Usaha Roni pun tak main-main, demi memotivasi siswanya, tak jarang Roni sampai menyambangi kediaman mereka, berbicara dari hati ke hati kepada orangtua siswa, “kalau dua hari murid tidak datang, pasti saya cari, sampai ke dalam rumah pun saya harus cari. Karena saya lebih suka membuat ikatan dengan mereka, sehingga jika mereka tidak datang ke sekolah, terbit rasa malu mereka. Kepada orangtua murid saya juga ajarkan edukasi, saya sampaikan bahwa dahulu Bapak dan Mama malas sekolah, lihat hidup sekarang seperti apa? Kerja bangunan. Kerja bangunan itu baik tetapi alangkah lebih baik anak Bapak dan Mama kasi sekolah jadi arsitek. Itulah motivasi dan edukasi yang saya berikan”. Hal tersebut seakan menginsyafi gambaran pendidikan seperti yang diucap Bakrie dalam Laskar Pelangi di atas.

▸ **Segmen Data**:
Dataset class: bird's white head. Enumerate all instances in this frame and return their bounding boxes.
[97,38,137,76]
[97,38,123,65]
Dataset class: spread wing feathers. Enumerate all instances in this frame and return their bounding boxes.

▸ **Tugas 1**: Ringkas paragraf pada kutipan halaman yang diawali "Usaha Roni pun tak main-main" menjadi daftar poin dengan tetap mempertahankan fakta utamanya.
▸ **Tugas 2**: Ambil dari kutipan halaman bagian teks yang dimulai pada "Usaha Roni pun" dan berakhir pada "Pelangi di atas.", tanpa perubahan.
Data tersebut merupakan bahan yang terpisah dari kutipan halaman.

▸ **Jawaban 1**:
- Untuk memotivasi siswanya, Roni sering mendatangi rumah mereka dan berbicara dari hati ke hati dengan orangtua siswa.
- Jika seorang murid dua hari tidak datang, Roni mencarinya sampai ke dalam rumah.
- Ia membangun ikatan dengan murid agar mereka merasa malu bila tidak datang ke sekolah.
- Kepada orangtua, ia menyampaikan bahwa karena dulu malas sekolah, kini mereka bekerja sebagai pekerja bangunan. Pekerjaan itu baik, tetapi lebih baik anak mereka disekolahkan agar menjadi arsitek.
- Upaya ini dikaitkan dengan gambaran pendidikan yang diucapkan Bakrie dalam Laskar Pelangi.

▸ **Jawaban 2**:
Usaha Roni pun tak main-main, demi memotivasi siswanya, tak jarang Roni sampai menyambangi kediaman mereka, berbicara dari hati ke hati kepada orangtua siswa, “kalau dua hari murid tidak datang, pasti saya cari, sampai ke dalam rumah pun saya harus cari. Karena saya lebih suka membuat ikatan dengan mereka, sehingga jika mereka tidak datang ke sekolah, terbit rasa malu mereka. Kepada orangtua murid saya juga ajarkan edukasi, saya sampaikan bahwa dahulu Bapak dan Mama malas sekolah, lihat hidup sekarang seperti apa? Kerja bangunan. Kerja bangunan itu baik tetapi alangkah lebih baik anak Bapak dan Mama kasi sekolah jadi arsitek. Itulah motivasi dan edukasi yang saya berikan”. Hal tersebut seakan menginsyafi gambaran pendidikan seperti yang diucap Bakrie dalam Laskar Pelangi di atas.